## O QUE FAZER
(A) Qual é o nome do restaurante que André Magalhães tem em Lisboa, segundo o texto sobre o bacalhau abaixo?
(B) Como fica em inglês a frase “O bacalhau equivale aos portugueses o que a feijoada simboliza para os brasileiros.”, do texto sobre o bacalhau abaixo?
(C) Continue o texto sobre o bacalhau abaixo a partir do ponto em que ele termina.

═════ TEXTO CITADO ═════

Consumo do peixe aumenta em duas épocas comemorativas do ano: durante a Páscoa e o Natal. Na foto, bacalhau desfiado ao forno, do restaurante Dom Francisco
 (Igor Estrela/Divulgação)
Consumo do peixe aumenta em duas épocas comemorativas do ano: durante a Páscoa e o Natal. Na foto, bacalhau desfiado ao forno, do restaurante Dom Francisco

O bacalhau equivale aos portugueses o que a feijoada simboliza para os brasileiros. O peixe é amplamente apreciado em terras lusitanas — Portugal é o país que mais consome a iguaria no mundo. André Magalhães, cozinheiro, crítico gastronômico e cronista português, é especialista no preparo do peixe e em seus acompanhamentos. Para a sorte de seus conterrâneos, ele tem um restaurante em Lisboa, Taberna da Rua das Flores, onde põe em prática o resultado do seu trabalho de pesquisa (como professor acadêmico) e de suas viagens.

═════ AMOSTRA DE DADOS ═════

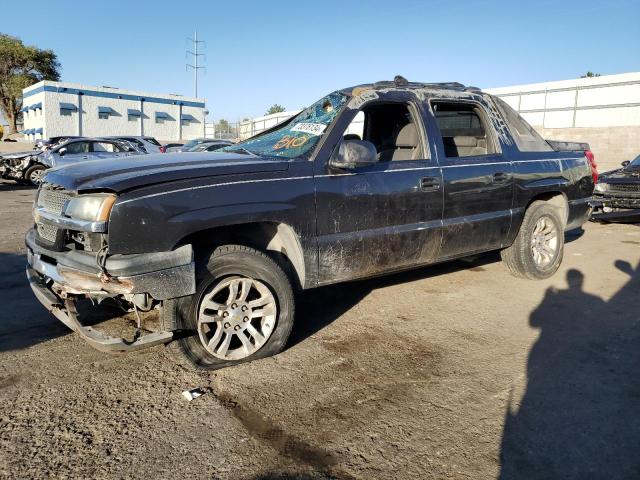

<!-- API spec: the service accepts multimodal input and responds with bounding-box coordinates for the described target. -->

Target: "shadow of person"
[499,265,640,479]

═════

## RESPOSTAS
(A) Taberna da Rua das Flores.

(B) Codfish is to the Portuguese what feijoada symbolizes for Brazilians.

(C)
“O bacalhau compõe todo um universo gastronômico, ou seja, dentro do bacalhau temos picanha, cupim e filé mignon”, explica. Em uma rápida passagem por Brasília, o chef português experimentou o famoso bacalhau de Francisco Ansiliero, do restaurante Dom Francisco (em junho, o prato foi considerado o prato mais tradicional da cidade pelos leitores e chefs do Divirta-se Mais).

“Costumamos brincar que temos mais de 365 formas de preparo, uma para cada dia do ano”, diverte-se Magalhães. A respeito do bacalhau preparado em Brasília, o português se rendeu a receita de Francisco. “Ele sabe tratar bem um bacalhau. Comi assado, na grelha e estava extraordinário”, elogia. Na casa, o bacalhau desfiado ao forno custa R$ 87 e serve duas pessoas.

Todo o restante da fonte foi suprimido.